*Description of the task*:
Could you return the listing below exactly, with every line intact?

*Records supplied*:
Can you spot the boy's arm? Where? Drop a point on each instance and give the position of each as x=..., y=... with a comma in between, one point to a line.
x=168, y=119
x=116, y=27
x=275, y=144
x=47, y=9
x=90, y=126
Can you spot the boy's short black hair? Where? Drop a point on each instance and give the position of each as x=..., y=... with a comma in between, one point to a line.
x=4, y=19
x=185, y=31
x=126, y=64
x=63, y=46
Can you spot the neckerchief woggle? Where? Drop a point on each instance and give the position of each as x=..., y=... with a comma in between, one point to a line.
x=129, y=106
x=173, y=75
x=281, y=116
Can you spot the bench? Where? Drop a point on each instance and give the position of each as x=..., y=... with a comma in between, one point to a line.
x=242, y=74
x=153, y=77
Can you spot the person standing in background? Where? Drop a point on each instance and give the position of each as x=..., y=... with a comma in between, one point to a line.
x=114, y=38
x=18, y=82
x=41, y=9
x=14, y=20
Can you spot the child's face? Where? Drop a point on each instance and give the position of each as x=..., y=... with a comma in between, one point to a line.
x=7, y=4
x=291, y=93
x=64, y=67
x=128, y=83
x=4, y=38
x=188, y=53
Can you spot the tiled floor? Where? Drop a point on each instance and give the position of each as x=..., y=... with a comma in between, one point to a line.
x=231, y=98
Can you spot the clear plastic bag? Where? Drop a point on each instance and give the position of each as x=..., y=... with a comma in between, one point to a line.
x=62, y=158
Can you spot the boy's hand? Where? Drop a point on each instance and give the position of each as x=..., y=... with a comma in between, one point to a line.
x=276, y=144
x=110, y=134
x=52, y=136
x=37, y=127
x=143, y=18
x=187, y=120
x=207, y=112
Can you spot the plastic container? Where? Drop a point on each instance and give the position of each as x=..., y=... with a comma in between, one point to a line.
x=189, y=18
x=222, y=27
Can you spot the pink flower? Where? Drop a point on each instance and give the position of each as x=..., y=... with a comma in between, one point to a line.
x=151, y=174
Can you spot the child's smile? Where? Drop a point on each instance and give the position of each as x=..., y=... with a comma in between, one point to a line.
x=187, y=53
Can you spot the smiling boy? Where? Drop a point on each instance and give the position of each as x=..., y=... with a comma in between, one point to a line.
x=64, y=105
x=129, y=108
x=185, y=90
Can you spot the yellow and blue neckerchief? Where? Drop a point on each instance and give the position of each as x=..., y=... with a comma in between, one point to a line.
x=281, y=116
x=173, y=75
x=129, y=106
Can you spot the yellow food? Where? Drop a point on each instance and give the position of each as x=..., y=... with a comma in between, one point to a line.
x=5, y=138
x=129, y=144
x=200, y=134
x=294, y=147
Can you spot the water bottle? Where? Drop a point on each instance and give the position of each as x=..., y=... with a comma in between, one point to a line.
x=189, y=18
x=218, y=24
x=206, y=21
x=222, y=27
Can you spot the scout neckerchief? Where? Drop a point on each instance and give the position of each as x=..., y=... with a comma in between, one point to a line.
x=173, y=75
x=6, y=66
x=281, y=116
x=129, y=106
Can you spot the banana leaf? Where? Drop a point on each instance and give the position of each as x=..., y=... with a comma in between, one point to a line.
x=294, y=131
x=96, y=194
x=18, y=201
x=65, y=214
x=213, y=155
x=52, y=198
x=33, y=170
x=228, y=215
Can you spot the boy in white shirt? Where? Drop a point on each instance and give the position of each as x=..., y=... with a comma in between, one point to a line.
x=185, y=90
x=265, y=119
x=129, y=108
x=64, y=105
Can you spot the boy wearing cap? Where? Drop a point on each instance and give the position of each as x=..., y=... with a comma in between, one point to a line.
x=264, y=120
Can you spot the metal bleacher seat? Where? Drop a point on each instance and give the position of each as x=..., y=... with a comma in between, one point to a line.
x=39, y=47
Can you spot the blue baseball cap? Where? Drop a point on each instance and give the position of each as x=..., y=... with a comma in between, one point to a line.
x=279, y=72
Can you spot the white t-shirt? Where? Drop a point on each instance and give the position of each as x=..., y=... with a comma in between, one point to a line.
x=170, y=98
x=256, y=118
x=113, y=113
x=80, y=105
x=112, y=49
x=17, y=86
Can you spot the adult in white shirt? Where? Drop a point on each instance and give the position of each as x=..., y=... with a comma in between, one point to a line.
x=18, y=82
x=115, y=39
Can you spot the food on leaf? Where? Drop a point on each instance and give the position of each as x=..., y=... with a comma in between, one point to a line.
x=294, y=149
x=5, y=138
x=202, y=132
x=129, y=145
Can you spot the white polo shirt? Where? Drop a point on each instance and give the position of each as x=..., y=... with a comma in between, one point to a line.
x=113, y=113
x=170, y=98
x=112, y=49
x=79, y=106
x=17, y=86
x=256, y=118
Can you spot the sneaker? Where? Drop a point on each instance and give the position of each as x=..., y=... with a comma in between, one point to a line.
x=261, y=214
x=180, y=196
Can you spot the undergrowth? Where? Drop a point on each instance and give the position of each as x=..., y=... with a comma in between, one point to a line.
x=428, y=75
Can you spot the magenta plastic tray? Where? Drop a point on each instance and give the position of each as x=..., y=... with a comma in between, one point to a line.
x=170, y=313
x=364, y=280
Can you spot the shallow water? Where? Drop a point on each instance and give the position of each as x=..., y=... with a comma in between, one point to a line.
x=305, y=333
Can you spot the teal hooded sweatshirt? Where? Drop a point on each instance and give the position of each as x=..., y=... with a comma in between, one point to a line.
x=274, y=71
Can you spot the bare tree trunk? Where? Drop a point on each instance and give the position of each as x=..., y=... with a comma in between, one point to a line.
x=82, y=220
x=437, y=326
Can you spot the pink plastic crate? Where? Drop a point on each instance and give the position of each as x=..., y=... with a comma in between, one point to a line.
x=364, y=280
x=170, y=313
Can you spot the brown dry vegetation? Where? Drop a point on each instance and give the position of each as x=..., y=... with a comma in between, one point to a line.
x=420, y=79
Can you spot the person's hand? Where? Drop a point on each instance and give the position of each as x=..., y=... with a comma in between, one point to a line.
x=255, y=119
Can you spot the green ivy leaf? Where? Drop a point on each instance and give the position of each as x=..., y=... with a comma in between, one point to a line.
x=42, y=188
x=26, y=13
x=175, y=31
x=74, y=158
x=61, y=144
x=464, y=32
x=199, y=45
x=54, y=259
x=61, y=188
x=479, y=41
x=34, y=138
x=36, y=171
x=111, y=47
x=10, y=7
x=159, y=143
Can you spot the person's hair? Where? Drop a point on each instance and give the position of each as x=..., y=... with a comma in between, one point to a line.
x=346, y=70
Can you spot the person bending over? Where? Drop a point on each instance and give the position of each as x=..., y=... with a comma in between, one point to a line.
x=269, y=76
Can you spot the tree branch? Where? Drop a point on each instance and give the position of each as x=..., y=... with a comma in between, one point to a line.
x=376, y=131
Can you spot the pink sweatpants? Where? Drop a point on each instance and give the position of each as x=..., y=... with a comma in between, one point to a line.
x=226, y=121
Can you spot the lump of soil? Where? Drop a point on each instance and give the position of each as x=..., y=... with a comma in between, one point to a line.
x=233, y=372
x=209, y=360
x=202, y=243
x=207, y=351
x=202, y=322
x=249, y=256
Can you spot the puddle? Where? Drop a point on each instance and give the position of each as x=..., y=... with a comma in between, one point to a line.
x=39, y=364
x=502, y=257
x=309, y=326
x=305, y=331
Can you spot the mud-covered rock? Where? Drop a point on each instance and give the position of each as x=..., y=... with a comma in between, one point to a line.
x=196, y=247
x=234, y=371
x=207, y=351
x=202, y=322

*Problem solution*:
Can you spot the boy's arm? Where? Drop a point on each instance and give the position of each as x=..., y=... with a comma in between, one point to a line.
x=168, y=119
x=116, y=27
x=275, y=144
x=47, y=9
x=90, y=126
Can you spot the boy's short black hair? Where? Drop a point on each instance and give the position of each as x=..., y=... with a comma in between, one point to a line.
x=4, y=19
x=185, y=31
x=126, y=64
x=63, y=46
Can you spot the neckerchief woggle? Where? Drop a point on each instance and give the position of each as x=..., y=... with a comma in between, one point to a line.
x=129, y=106
x=173, y=75
x=281, y=116
Can you spot the bench? Where? Drop a point on each instance and give the position of each as x=..., y=... with a comma in between, one point to a line.
x=242, y=74
x=153, y=77
Can you spot the person standing in background? Where? Drop a point on each instance and give the position of each as x=..., y=... with a comma in between, one point to a line.
x=114, y=38
x=18, y=82
x=41, y=9
x=14, y=20
Can you spot the child's face? Where? Drop a point on each instance and give the position of each as x=..., y=... with a comma in between, one point to a line.
x=7, y=4
x=291, y=93
x=64, y=67
x=128, y=83
x=4, y=38
x=188, y=53
Can you spot the tiled floor? Where? Drop a point on each instance and give the position of each as x=..., y=... with a comma in between, one point to a line.
x=231, y=98
Can you spot the clear plastic bag? Where? Drop a point on each instance and give the position of each as x=..., y=... with a comma in between, one point to a line.
x=62, y=158
Can you spot the boy's hand? Where? Drop a point on each instance and give the position of each as x=..., y=... with a comma in between, one point to a line.
x=276, y=144
x=110, y=134
x=52, y=136
x=37, y=127
x=143, y=18
x=187, y=120
x=207, y=112
Can you spot the plastic container? Where? Drop a point on each instance and give the position of each as x=..., y=... with a comma in between, one point to a line.
x=189, y=18
x=222, y=27
Can you spot the pink flower? Where? Drop a point on each instance and give the position of each as x=..., y=... with a comma in between, one point to a line.
x=151, y=174
Can you spot the child's smile? Where? Drop a point on each instance and give the position of each as x=..., y=... with a comma in between, one point to a line.
x=187, y=53
Can you spot the smiling boy? Where? Drop a point on each instance and give the position of each as x=..., y=... with a comma in between, one point to a line.
x=64, y=105
x=129, y=108
x=185, y=90
Can you spot the yellow and blue neckerchief? Where? Drop a point on each instance and give the position of each as x=..., y=... with a comma in between, one point to a line.
x=281, y=116
x=173, y=75
x=129, y=106
Can you spot the yellow food? Where? Drop a point on each instance and give the position of each as x=..., y=... with a comma in between, one point to a line.
x=5, y=138
x=129, y=144
x=200, y=134
x=294, y=147
Can you spot the water bottle? Where? Drop a point on each instance and give the position of each as x=..., y=... with a comma in between, one point to a line.
x=189, y=18
x=218, y=24
x=206, y=21
x=222, y=27
Can you spot the scout neckerchief? Where? Drop a point on each instance and give the position of each as x=..., y=... with a comma in between, one point to a line.
x=173, y=75
x=6, y=66
x=281, y=116
x=129, y=106
Can you spot the banana leaf? Where? Drop a point on each instance and give the position of each as x=..., y=... with a comma in between, one point to a line.
x=294, y=131
x=96, y=194
x=18, y=201
x=65, y=214
x=213, y=155
x=52, y=198
x=33, y=170
x=228, y=215
Can you spot the boy in white shirt? Where? Drop a point on each instance and give the position of each as x=..., y=... with a comma in between, one point to a line.
x=185, y=90
x=265, y=119
x=129, y=108
x=64, y=105
Can you spot the boy wearing cap? Where? Drop a point on each instance and give the position of each as x=..., y=... with a comma in between, one point to a line.
x=264, y=120
Can you spot the metal bleacher seat? Where? Drop a point on each instance and give the position of each as x=..., y=... with a comma in between, one point to a line.
x=39, y=47
Can you spot the blue baseball cap? Where? Drop a point on each instance and give the position of each as x=..., y=... with a comma in between, one point to a line.
x=279, y=72
Can you spot the white t-shirt? Where? Drop a point on each instance and give the position of each as x=..., y=... with a comma in between, one point to a line.
x=170, y=98
x=256, y=118
x=113, y=113
x=80, y=105
x=112, y=49
x=17, y=86
Can you spot the adult in white shirt? Where? Drop a point on each instance and give the position of each as x=..., y=... with a comma in between, one point to a line.
x=18, y=82
x=115, y=39
Can you spot the food on leaf? Where? Drop a point on each instance and give the position of each as x=..., y=... with a comma in between, one point to a line.
x=294, y=149
x=5, y=138
x=202, y=132
x=129, y=145
Can you spot the white polo shirt? Where? Drop a point on each instance and give the position of each as x=..., y=... with a comma in between, one point to a line.
x=113, y=113
x=170, y=98
x=112, y=49
x=79, y=106
x=17, y=86
x=256, y=118
Can you spot the sneaker? Where? Drop a point on each instance and give the position of each as x=..., y=... with a comma in between, one point to a line.
x=261, y=214
x=180, y=196
Can you spot the undergrowth? Where? Drop a point on each instance and give the position of each as x=..., y=... with a comma in between, one point to a line.
x=428, y=75
Can you spot the magenta plastic tray? Where? Drop a point on each instance and give the position of each as x=..., y=... with a comma in between, one point to a line.
x=170, y=313
x=364, y=280
Can you spot the shallow water? Where? Drop a point on each instance and give the position of each as x=..., y=... with a comma in between, one point to a line.
x=305, y=333
Can you spot the teal hooded sweatshirt? Where? Drop a point on each instance and give the position of each as x=..., y=... with a comma in between, one point to a line.
x=274, y=71
Can you spot the bare tree trunk? Where? Drop a point on each instance and give the position of each as x=..., y=... with a comma in between, one point to a line.
x=82, y=220
x=437, y=326
Can you spot the pink plastic crate? Where? Drop a point on each instance and give the position of each as x=..., y=... with a comma in between, one point to a line.
x=364, y=280
x=170, y=313
Can you spot the brown dry vegetation? Where? Drop a point on each instance and give the position of each as x=..., y=... with a comma in between, one point to a line.
x=420, y=79
Can you spot the person's hand? Where? Drop a point on each instance and give the position of each as x=..., y=... with a comma in between, one point to a line.
x=255, y=119
Can you spot the green ivy leaf? Where? Drop a point on each instance and give the position of each as x=..., y=... with a comma in between, one point to a line.
x=42, y=188
x=26, y=13
x=175, y=31
x=74, y=158
x=61, y=144
x=464, y=32
x=199, y=45
x=54, y=259
x=61, y=188
x=479, y=41
x=34, y=138
x=36, y=171
x=111, y=47
x=10, y=7
x=159, y=143
Can you spot the person's hair? Where? Drop a point on each instance and give the position of each as x=..., y=... with a comma in between, one point to a line.
x=346, y=70
Can you spot the person bending over? Where? Drop a point on each instance and give the position of each as x=..., y=... with a comma in between, one point to a line.
x=269, y=76
Can you spot the tree branch? Where? Drop a point on each instance and give the position of each as x=..., y=... with a comma in between, one point to a line.
x=376, y=131
Can you spot the pink sweatpants? Where? Drop a point on each instance and give the position of each as x=..., y=... with a comma in between, one point to a line.
x=226, y=121
Can you spot the lump of soil? Where? Drop a point on each instance and give the position of each as x=..., y=... with a comma in between, one point to a line.
x=233, y=372
x=209, y=360
x=202, y=243
x=207, y=351
x=202, y=322
x=249, y=256
Can you spot the puddle? Where? Drop a point on each instance and give the position of each as x=..., y=... with a comma in between, one point to a line.
x=39, y=364
x=502, y=257
x=309, y=326
x=305, y=331
Can you spot the mud-covered rock? Where? Drop a point on each instance and give the position of each as x=..., y=... with a comma in between, one point to a line.
x=196, y=247
x=234, y=371
x=207, y=351
x=202, y=322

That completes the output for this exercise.